Short problem » Reproduce, word for word, everything from the line containing "Ground the green grass." down through the end of the rows below, with both ends included. Leave the pictures out.

Source data »
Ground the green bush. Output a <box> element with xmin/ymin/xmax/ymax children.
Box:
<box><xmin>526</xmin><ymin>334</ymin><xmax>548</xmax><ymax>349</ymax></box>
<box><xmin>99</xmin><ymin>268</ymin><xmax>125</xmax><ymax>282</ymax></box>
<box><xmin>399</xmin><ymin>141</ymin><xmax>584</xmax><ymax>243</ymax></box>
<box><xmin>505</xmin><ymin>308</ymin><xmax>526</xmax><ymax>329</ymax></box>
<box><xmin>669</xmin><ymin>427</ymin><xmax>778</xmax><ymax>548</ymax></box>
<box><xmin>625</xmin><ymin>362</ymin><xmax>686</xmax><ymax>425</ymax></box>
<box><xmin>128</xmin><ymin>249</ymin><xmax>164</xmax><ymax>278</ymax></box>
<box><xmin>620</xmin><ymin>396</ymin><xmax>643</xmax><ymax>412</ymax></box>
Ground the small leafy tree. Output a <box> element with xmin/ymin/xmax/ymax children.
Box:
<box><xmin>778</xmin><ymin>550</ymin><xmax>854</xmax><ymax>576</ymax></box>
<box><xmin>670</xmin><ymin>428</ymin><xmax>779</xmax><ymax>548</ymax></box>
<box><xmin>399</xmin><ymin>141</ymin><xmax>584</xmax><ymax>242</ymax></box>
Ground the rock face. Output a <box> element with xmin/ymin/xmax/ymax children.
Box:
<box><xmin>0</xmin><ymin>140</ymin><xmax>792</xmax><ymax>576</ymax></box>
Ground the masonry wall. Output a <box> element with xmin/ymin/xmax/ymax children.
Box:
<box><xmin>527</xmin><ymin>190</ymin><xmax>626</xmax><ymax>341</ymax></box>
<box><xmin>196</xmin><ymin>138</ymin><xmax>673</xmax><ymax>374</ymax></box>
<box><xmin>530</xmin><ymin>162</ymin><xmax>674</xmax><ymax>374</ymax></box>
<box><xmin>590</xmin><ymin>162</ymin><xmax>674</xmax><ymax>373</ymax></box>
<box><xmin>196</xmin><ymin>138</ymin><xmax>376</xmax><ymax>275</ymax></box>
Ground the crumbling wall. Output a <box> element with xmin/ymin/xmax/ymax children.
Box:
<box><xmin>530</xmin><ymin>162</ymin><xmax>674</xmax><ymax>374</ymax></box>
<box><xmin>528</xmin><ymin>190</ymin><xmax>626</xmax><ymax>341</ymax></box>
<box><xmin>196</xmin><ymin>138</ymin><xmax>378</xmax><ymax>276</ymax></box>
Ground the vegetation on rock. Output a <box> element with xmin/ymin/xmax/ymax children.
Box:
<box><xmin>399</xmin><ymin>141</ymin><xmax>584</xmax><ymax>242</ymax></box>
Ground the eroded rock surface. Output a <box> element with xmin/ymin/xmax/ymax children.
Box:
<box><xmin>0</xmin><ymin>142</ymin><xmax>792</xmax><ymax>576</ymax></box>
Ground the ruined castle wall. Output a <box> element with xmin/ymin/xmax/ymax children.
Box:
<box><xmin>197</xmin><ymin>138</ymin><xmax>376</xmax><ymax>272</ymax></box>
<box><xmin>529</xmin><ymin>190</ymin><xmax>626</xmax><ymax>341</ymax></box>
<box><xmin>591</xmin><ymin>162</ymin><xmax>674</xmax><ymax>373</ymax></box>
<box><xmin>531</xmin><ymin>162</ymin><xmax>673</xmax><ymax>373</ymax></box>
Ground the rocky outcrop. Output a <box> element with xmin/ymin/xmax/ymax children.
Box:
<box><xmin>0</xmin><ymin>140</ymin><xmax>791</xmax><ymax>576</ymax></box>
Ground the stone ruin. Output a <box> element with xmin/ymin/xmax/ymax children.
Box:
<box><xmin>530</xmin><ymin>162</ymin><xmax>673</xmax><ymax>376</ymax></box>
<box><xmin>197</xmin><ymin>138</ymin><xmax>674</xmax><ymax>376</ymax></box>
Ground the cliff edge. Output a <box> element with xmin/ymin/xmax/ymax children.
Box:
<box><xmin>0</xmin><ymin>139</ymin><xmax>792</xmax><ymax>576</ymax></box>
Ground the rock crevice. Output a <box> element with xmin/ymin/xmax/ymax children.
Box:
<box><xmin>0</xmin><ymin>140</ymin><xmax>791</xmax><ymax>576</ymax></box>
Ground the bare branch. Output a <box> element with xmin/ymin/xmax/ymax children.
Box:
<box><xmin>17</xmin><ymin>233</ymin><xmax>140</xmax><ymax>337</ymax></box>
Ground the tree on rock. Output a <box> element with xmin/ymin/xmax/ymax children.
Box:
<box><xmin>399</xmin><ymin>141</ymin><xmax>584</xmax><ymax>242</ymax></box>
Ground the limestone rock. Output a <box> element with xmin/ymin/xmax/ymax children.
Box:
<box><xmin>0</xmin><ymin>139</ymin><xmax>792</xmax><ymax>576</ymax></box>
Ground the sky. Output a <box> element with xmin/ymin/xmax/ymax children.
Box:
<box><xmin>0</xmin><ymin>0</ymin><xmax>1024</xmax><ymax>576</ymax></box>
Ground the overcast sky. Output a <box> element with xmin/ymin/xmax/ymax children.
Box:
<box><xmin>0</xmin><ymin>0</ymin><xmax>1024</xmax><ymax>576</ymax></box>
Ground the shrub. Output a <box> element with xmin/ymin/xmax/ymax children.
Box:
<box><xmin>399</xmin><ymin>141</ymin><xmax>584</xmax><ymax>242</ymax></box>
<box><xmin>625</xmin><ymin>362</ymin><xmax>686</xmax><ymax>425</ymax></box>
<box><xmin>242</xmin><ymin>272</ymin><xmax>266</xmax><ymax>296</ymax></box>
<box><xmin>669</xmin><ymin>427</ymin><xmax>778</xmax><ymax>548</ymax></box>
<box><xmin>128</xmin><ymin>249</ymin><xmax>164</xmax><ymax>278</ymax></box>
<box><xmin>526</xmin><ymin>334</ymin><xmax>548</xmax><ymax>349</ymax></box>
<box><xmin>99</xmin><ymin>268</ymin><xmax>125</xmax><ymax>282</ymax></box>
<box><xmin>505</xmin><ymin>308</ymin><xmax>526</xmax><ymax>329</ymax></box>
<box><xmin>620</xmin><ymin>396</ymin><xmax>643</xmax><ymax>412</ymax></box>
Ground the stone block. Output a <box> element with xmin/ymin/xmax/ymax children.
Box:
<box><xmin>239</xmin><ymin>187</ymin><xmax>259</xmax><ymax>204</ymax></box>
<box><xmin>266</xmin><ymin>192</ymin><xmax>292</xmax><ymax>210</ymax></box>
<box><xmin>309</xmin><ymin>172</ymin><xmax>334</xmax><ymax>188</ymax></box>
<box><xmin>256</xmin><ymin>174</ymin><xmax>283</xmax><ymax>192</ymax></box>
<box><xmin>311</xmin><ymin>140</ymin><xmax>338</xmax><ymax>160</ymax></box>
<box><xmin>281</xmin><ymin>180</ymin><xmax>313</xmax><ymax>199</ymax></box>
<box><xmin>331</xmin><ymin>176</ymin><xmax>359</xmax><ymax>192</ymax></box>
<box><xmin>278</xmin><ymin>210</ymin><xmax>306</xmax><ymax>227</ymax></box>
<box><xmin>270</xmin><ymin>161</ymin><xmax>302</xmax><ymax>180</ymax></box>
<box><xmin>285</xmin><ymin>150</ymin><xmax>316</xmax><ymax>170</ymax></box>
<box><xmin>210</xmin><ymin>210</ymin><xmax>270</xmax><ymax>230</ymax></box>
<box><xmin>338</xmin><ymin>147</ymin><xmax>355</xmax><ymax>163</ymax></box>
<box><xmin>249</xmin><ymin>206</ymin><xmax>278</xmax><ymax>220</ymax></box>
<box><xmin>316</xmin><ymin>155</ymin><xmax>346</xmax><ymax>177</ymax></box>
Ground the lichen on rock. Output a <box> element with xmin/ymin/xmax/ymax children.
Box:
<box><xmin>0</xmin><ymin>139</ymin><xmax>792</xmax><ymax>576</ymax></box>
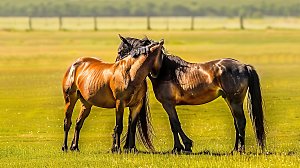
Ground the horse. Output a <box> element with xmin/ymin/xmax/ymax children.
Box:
<box><xmin>117</xmin><ymin>36</ymin><xmax>266</xmax><ymax>153</ymax></box>
<box><xmin>62</xmin><ymin>40</ymin><xmax>164</xmax><ymax>153</ymax></box>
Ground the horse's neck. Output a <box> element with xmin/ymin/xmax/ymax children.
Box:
<box><xmin>126</xmin><ymin>55</ymin><xmax>151</xmax><ymax>85</ymax></box>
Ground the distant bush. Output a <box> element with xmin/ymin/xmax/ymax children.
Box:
<box><xmin>0</xmin><ymin>0</ymin><xmax>300</xmax><ymax>17</ymax></box>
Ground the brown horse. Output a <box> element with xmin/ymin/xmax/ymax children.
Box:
<box><xmin>117</xmin><ymin>37</ymin><xmax>265</xmax><ymax>152</ymax></box>
<box><xmin>62</xmin><ymin>40</ymin><xmax>163</xmax><ymax>152</ymax></box>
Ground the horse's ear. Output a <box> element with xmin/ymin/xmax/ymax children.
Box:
<box><xmin>159</xmin><ymin>39</ymin><xmax>165</xmax><ymax>46</ymax></box>
<box><xmin>142</xmin><ymin>35</ymin><xmax>149</xmax><ymax>41</ymax></box>
<box><xmin>119</xmin><ymin>34</ymin><xmax>130</xmax><ymax>45</ymax></box>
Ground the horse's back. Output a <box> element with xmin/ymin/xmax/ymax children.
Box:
<box><xmin>216</xmin><ymin>58</ymin><xmax>249</xmax><ymax>99</ymax></box>
<box><xmin>64</xmin><ymin>57</ymin><xmax>115</xmax><ymax>108</ymax></box>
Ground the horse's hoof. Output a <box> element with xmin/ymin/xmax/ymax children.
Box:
<box><xmin>184</xmin><ymin>142</ymin><xmax>193</xmax><ymax>153</ymax></box>
<box><xmin>124</xmin><ymin>147</ymin><xmax>139</xmax><ymax>153</ymax></box>
<box><xmin>111</xmin><ymin>147</ymin><xmax>121</xmax><ymax>153</ymax></box>
<box><xmin>172</xmin><ymin>145</ymin><xmax>184</xmax><ymax>154</ymax></box>
<box><xmin>182</xmin><ymin>150</ymin><xmax>193</xmax><ymax>155</ymax></box>
<box><xmin>61</xmin><ymin>145</ymin><xmax>68</xmax><ymax>152</ymax></box>
<box><xmin>70</xmin><ymin>146</ymin><xmax>79</xmax><ymax>152</ymax></box>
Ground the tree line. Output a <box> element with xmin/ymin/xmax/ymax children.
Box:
<box><xmin>0</xmin><ymin>0</ymin><xmax>300</xmax><ymax>17</ymax></box>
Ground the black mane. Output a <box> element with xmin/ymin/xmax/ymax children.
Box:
<box><xmin>116</xmin><ymin>37</ymin><xmax>190</xmax><ymax>82</ymax></box>
<box><xmin>116</xmin><ymin>37</ymin><xmax>154</xmax><ymax>61</ymax></box>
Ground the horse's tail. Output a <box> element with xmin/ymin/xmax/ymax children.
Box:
<box><xmin>137</xmin><ymin>81</ymin><xmax>155</xmax><ymax>151</ymax></box>
<box><xmin>63</xmin><ymin>61</ymin><xmax>79</xmax><ymax>96</ymax></box>
<box><xmin>246</xmin><ymin>65</ymin><xmax>266</xmax><ymax>151</ymax></box>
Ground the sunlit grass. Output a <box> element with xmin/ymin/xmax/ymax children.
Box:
<box><xmin>0</xmin><ymin>30</ymin><xmax>300</xmax><ymax>167</ymax></box>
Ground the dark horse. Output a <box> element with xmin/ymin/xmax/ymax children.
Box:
<box><xmin>62</xmin><ymin>40</ymin><xmax>163</xmax><ymax>152</ymax></box>
<box><xmin>117</xmin><ymin>36</ymin><xmax>265</xmax><ymax>152</ymax></box>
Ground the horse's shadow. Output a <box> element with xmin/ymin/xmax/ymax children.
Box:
<box><xmin>122</xmin><ymin>150</ymin><xmax>296</xmax><ymax>156</ymax></box>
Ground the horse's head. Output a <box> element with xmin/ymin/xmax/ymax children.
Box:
<box><xmin>116</xmin><ymin>34</ymin><xmax>154</xmax><ymax>61</ymax></box>
<box><xmin>116</xmin><ymin>35</ymin><xmax>164</xmax><ymax>78</ymax></box>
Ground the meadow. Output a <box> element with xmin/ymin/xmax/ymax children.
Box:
<box><xmin>0</xmin><ymin>16</ymin><xmax>300</xmax><ymax>31</ymax></box>
<box><xmin>0</xmin><ymin>29</ymin><xmax>300</xmax><ymax>167</ymax></box>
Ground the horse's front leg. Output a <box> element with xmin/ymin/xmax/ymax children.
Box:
<box><xmin>111</xmin><ymin>100</ymin><xmax>124</xmax><ymax>153</ymax></box>
<box><xmin>124</xmin><ymin>102</ymin><xmax>143</xmax><ymax>152</ymax></box>
<box><xmin>70</xmin><ymin>100</ymin><xmax>92</xmax><ymax>151</ymax></box>
<box><xmin>162</xmin><ymin>102</ymin><xmax>184</xmax><ymax>153</ymax></box>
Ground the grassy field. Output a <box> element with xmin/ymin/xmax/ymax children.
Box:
<box><xmin>0</xmin><ymin>17</ymin><xmax>300</xmax><ymax>30</ymax></box>
<box><xmin>0</xmin><ymin>30</ymin><xmax>300</xmax><ymax>167</ymax></box>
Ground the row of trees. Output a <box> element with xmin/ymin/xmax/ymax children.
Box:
<box><xmin>0</xmin><ymin>0</ymin><xmax>300</xmax><ymax>17</ymax></box>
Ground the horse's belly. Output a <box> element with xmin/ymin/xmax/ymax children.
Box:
<box><xmin>177</xmin><ymin>89</ymin><xmax>220</xmax><ymax>105</ymax></box>
<box><xmin>83</xmin><ymin>87</ymin><xmax>116</xmax><ymax>108</ymax></box>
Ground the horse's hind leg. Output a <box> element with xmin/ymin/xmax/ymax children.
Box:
<box><xmin>163</xmin><ymin>103</ymin><xmax>192</xmax><ymax>152</ymax></box>
<box><xmin>62</xmin><ymin>93</ymin><xmax>78</xmax><ymax>151</ymax></box>
<box><xmin>70</xmin><ymin>98</ymin><xmax>92</xmax><ymax>151</ymax></box>
<box><xmin>111</xmin><ymin>100</ymin><xmax>124</xmax><ymax>153</ymax></box>
<box><xmin>124</xmin><ymin>103</ymin><xmax>142</xmax><ymax>152</ymax></box>
<box><xmin>228</xmin><ymin>101</ymin><xmax>246</xmax><ymax>153</ymax></box>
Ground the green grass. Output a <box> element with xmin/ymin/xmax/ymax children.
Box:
<box><xmin>0</xmin><ymin>30</ymin><xmax>300</xmax><ymax>167</ymax></box>
<box><xmin>0</xmin><ymin>17</ymin><xmax>300</xmax><ymax>31</ymax></box>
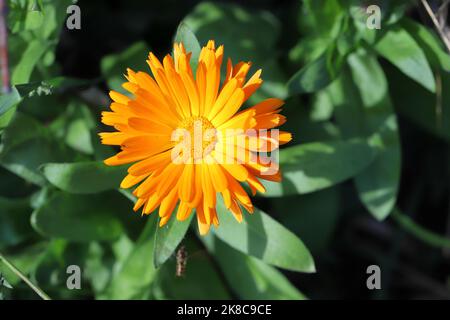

Solution to this problem »
Ground the green grass. Output a <box> element with xmin/ymin/xmax/ymax children.
Box:
<box><xmin>0</xmin><ymin>30</ymin><xmax>300</xmax><ymax>167</ymax></box>
<box><xmin>0</xmin><ymin>17</ymin><xmax>300</xmax><ymax>31</ymax></box>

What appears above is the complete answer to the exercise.